--- START OF Supplied material ---

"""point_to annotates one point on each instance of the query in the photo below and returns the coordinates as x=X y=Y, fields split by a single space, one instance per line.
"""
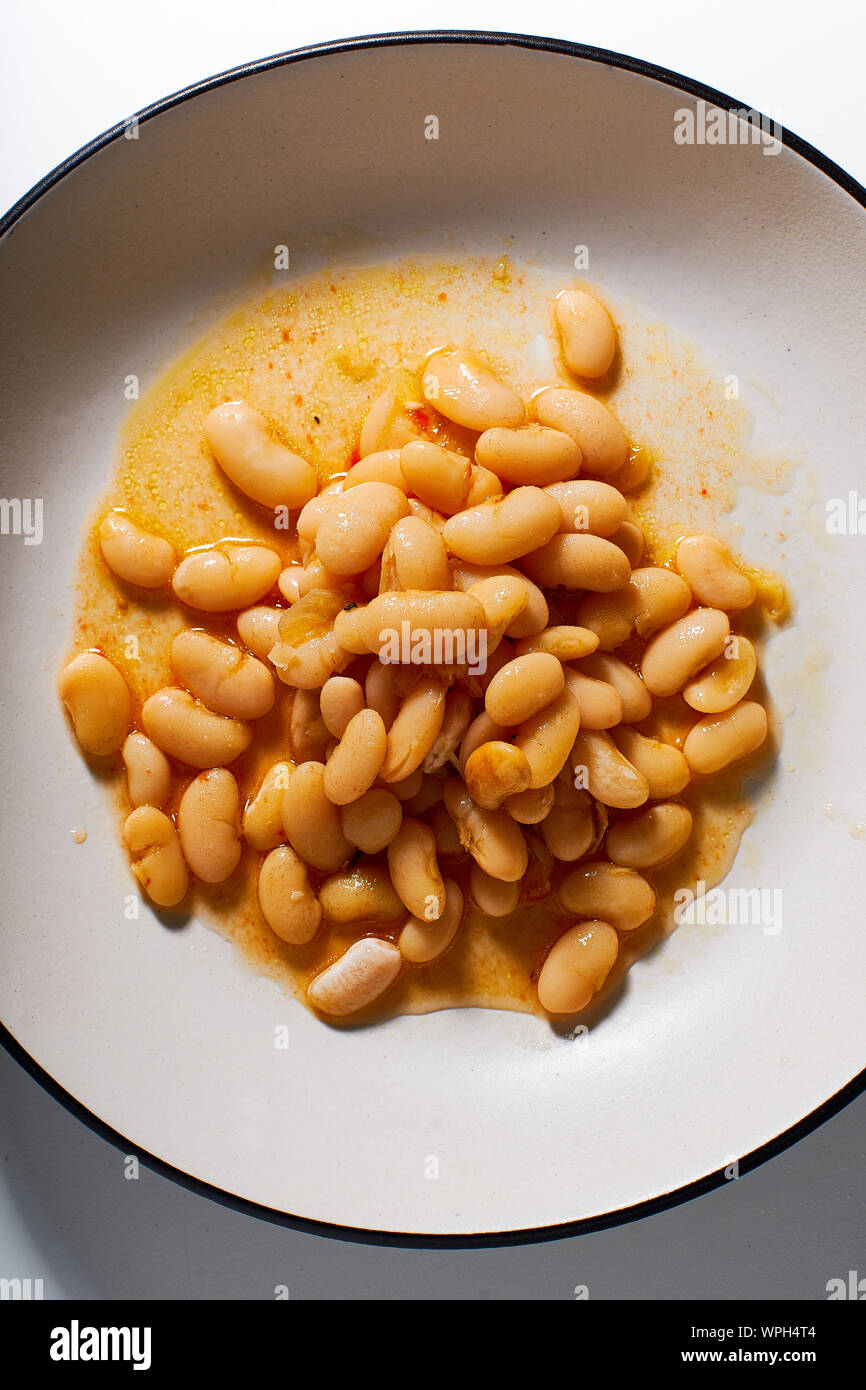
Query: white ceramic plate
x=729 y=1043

--- END OF Supplied material ---
--- START OF Supplied material ---

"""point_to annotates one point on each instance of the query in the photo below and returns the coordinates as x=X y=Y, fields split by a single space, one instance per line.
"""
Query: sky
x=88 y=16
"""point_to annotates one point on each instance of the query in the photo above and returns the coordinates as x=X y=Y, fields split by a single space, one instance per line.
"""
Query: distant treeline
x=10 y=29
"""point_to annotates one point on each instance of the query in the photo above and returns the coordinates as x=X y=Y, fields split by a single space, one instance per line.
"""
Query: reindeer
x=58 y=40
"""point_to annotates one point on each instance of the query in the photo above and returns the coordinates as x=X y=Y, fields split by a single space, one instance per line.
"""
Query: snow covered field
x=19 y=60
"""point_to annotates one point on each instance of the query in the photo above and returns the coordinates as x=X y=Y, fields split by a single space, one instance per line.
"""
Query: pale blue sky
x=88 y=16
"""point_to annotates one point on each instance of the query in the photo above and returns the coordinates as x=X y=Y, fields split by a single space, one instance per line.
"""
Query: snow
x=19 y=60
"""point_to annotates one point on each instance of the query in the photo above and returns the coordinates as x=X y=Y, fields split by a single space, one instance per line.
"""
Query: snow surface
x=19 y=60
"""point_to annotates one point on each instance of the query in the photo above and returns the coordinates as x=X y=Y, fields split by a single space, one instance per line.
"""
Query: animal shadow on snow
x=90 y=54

--- END OF Supplied material ---

# What the exercise asks:
Find each line in the rows above that contains the word "snow" and copy those lines out. Case counts.

# Completed exercise:
Query: snow covered field
Query: snow
Query: snow surface
Query: animal shadow on snow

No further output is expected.